* Problem: Rewrite the data from its first line through the line with "[(217, 560)]", both ends included and the request text unchanged. Multiply each point coordinate in the answers by 0.65, round to whole numbers with halves going up, and leave out the pictures.

★ ★ ★ ★

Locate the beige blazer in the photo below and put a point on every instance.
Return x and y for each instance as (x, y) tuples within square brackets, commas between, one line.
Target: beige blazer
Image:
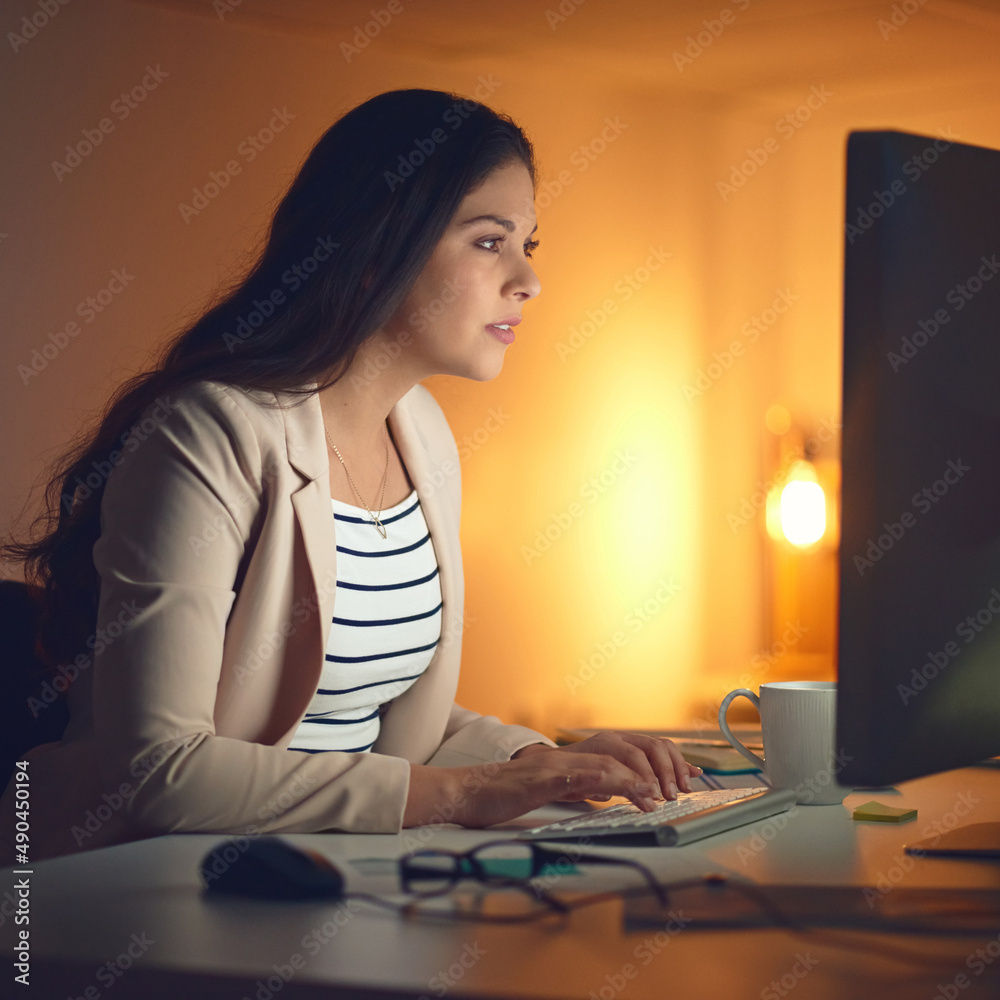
[(217, 560)]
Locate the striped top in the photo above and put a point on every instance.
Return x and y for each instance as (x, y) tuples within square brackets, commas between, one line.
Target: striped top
[(386, 625)]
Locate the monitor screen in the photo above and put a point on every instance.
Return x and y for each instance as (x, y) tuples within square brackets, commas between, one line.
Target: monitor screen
[(919, 613)]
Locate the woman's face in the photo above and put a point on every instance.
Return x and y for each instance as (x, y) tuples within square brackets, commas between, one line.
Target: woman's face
[(476, 280)]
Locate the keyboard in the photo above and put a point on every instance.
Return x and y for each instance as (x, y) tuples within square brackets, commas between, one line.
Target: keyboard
[(691, 816)]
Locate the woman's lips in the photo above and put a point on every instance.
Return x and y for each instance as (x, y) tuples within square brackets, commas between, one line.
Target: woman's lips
[(503, 330), (503, 333)]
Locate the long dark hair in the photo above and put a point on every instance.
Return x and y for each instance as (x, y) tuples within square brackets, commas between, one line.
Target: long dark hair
[(373, 198)]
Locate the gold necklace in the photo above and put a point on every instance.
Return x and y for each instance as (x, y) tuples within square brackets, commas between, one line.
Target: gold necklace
[(374, 516)]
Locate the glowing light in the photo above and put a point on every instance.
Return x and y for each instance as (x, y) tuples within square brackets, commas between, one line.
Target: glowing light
[(803, 506)]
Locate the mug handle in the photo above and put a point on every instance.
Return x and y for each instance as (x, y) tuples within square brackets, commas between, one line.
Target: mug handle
[(727, 732)]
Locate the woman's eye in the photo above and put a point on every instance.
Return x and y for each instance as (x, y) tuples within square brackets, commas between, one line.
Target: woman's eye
[(497, 240), (493, 245)]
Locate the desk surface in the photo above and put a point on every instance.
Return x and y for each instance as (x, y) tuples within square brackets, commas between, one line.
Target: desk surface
[(89, 910)]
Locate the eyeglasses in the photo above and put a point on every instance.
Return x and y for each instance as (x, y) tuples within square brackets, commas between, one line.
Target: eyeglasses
[(519, 864)]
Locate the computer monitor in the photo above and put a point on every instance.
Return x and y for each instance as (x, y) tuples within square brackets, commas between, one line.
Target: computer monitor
[(919, 615)]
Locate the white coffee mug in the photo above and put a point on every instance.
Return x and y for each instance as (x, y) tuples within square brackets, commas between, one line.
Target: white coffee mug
[(798, 726)]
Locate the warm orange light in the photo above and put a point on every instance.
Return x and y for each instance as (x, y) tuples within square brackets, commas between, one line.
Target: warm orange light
[(803, 506)]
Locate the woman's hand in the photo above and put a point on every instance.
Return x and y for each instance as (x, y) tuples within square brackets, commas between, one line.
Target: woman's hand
[(604, 765), (653, 759)]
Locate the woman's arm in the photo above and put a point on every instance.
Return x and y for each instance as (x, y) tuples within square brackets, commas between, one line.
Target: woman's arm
[(183, 521)]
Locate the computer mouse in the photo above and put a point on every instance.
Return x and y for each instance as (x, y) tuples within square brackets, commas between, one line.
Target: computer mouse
[(269, 868)]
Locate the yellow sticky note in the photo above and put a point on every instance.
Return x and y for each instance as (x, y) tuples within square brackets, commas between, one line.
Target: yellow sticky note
[(883, 814)]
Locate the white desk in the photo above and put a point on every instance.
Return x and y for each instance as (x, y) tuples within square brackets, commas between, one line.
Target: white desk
[(87, 910)]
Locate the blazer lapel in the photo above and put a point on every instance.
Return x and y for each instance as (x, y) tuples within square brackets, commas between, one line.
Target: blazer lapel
[(306, 443)]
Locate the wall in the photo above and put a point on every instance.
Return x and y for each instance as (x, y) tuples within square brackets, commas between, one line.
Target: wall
[(606, 581)]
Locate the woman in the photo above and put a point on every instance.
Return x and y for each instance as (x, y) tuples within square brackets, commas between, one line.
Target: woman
[(262, 663)]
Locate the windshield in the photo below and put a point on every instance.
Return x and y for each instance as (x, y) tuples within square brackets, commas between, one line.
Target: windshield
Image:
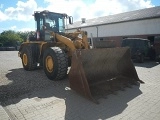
[(55, 22)]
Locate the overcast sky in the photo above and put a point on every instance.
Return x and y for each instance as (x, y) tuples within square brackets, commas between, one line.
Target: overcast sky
[(17, 14)]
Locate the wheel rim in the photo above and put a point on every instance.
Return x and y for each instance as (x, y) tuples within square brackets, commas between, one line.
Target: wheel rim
[(49, 64), (25, 59)]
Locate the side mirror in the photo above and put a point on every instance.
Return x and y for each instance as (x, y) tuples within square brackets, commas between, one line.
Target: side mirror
[(70, 20)]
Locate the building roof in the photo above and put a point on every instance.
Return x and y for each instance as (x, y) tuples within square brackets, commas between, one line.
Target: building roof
[(147, 13)]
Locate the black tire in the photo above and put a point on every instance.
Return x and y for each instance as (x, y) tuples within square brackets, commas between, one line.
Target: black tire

★ ★ ★ ★

* Solution to this exercise:
Locate the beige blazer in the photo below and put a point on every instance.
Return x and y for each instance as (x, y) tuples within square brackets, commas between, one line.
Target: beige blazer
Image:
[(141, 364)]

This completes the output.